• [ACTIVITY] What's needed is a full, exact retyping of the records.

-=-=-=-=-

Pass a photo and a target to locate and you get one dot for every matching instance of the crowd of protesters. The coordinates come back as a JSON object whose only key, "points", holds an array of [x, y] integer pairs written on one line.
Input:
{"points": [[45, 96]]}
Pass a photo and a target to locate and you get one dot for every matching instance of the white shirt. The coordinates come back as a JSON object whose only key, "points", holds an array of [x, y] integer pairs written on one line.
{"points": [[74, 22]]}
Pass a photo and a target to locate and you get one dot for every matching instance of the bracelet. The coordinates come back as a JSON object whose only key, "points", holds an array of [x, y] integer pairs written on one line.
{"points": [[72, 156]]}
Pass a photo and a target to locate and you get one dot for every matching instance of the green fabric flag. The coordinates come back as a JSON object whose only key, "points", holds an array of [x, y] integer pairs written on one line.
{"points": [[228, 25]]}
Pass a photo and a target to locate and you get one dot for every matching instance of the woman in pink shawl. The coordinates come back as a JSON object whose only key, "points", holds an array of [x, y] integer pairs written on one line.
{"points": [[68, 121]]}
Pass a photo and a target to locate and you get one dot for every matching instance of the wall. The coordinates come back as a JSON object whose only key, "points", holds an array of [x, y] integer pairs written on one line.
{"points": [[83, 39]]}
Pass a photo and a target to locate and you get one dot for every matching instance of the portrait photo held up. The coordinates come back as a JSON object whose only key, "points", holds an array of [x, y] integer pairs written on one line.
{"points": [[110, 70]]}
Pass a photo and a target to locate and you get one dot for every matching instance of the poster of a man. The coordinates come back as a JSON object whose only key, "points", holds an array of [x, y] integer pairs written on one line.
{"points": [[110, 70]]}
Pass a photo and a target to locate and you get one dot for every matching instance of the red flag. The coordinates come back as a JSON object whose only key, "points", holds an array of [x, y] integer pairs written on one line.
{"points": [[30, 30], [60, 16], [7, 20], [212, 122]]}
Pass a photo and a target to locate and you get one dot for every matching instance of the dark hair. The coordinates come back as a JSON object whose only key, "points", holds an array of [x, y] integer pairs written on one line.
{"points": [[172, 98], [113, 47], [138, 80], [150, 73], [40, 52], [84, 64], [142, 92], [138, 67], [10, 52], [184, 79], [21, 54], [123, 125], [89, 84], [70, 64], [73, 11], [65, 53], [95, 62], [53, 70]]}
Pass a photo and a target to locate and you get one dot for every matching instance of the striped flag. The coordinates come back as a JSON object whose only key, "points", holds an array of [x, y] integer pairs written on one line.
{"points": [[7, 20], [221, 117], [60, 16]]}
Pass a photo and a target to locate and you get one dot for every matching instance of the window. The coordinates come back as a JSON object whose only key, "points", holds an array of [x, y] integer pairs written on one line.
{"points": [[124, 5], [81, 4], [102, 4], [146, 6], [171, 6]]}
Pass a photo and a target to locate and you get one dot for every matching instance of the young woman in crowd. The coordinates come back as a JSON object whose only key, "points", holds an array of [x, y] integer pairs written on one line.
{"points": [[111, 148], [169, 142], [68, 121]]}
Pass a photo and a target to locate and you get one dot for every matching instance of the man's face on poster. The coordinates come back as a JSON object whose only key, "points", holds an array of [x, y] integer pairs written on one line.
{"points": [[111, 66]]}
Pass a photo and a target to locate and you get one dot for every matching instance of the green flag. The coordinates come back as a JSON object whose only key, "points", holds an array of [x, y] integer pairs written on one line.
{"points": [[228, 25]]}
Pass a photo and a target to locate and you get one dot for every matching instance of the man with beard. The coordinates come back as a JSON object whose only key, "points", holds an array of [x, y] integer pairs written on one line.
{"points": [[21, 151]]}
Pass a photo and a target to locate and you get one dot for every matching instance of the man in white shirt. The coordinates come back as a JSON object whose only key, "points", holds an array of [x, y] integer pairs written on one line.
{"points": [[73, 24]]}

-=-=-=-=-

• [SOLUTION]
Pass a photo and a target to locate and you get one dot for every matching instance of the crowd of protesters. The coordinates come back as a JSON object whose only key, "points", holds an array of [x, y] integer pairs written on one line.
Input:
{"points": [[45, 96]]}
Pass a photo and a target to locate and you get one dot for every matching instance of the white shirt. The coordinates come back as a JSON object whose only key, "points", holds an array of [x, y] integer pairs written on one line.
{"points": [[74, 22]]}
Pass a photo and a target to locate and you get one dot for every matching instance of the bracelet. The coordinates come back as a JSON object whose only key, "points", holds an array of [x, y] integer pairs written on one line.
{"points": [[72, 156]]}
Pass a photo and a target to locate and you get one dot for every matching instance of the green fabric flag. The coordinates come back as a JSON object whose only key, "points", holds an array of [x, y] integer pairs written on one line.
{"points": [[228, 25]]}
Pass a photo and a target to locate and you get one dot for every matching instance of the woman in pink shawl. The coordinates come back as a JSON object whose only key, "points", holds an array of [x, y] integer pairs written on one line.
{"points": [[68, 121]]}
Pass a photo and a target to locate and you get one dot for every matching instance of the wall. The coordinates come back as a JSON object whose only key, "points", holds an array of [x, y] integer pairs written on one line.
{"points": [[83, 39]]}
Pass a photo and a target to locate and you get one dot for every matching instance of the portrait photo held up. The coordinates come back as a JSON object whose only key, "points", holds an array of [x, y] integer pairs written on one line.
{"points": [[110, 70]]}
Pass a photo and a target to locate and you get one dot for every matching instance of the poster of a man. The coordinates come back as a JSON object whose only key, "points", holds an array of [x, y] integer pairs written on one line.
{"points": [[110, 70]]}
Pass a photo and a target to locate and you get one dot for every matching instance of the red flag. The coordinates come back as a JSON object whose only key, "points", holds an array of [x, y] integer pairs written on one line.
{"points": [[30, 30], [60, 16], [7, 20], [212, 122]]}
Pass a photo and a target to locate and you get one dot for every matching instance of the dark hair. The coordinates come back as a JSON object whose only key, "points", holds an array of [x, y] integer pairs written on one line.
{"points": [[172, 98], [113, 47], [138, 80], [150, 73], [40, 52], [84, 64], [142, 92], [138, 67], [10, 52], [184, 79], [21, 54], [123, 125], [89, 84], [70, 64], [73, 11], [65, 53], [95, 62], [53, 70]]}
Pass a photo and a target to locate and you get one dot for every matching instance of the striped flag. The coordinates come back as a JSON object whose only key, "points", holds an array of [x, y] integer pairs written on one line.
{"points": [[7, 20], [221, 117], [60, 16]]}
Pass a photo and a target to locate and you get one dot for every matching instance of the window. The coordinates come back as a JSON object whose only key, "points", holds an array of [x, y] integer pairs written on one line.
{"points": [[124, 5], [81, 4], [102, 4], [146, 6], [171, 6]]}
Pass a photo and a target to locate and you get one dot for every matching instance of the young woman in crowd. The coordinates come back as a JSON object whose only key, "points", holds an array of [x, y] integer pairs written on one line.
{"points": [[111, 148], [169, 142], [68, 121]]}
Pass a photo and a target to locate and you get one dot for every matching instance of the man's face on poster. The coordinates come back as a JSON object whose only key, "points", holds an array of [x, y] integer pairs written on one line.
{"points": [[111, 66]]}
Pass a photo and a target to locate and you get one dot for every matching instance of the green flag. The coordinates come back as a JSON object whose only key, "points", holds an array of [x, y] integer pairs written on one line.
{"points": [[228, 25]]}
Pass a photo and a target to locate and you get one dot for every matching instance of the man with beard. The coordinates come back as a JSON object whose only key, "points", holds an array of [x, y] integer pairs written on one line.
{"points": [[21, 151]]}
Pass a photo and a target to locate and you get one dot for every matching instance of the man in white shirt. The coordinates come back as a JSON object whose only key, "points", holds an array of [x, y] integer pairs written on one line.
{"points": [[73, 24]]}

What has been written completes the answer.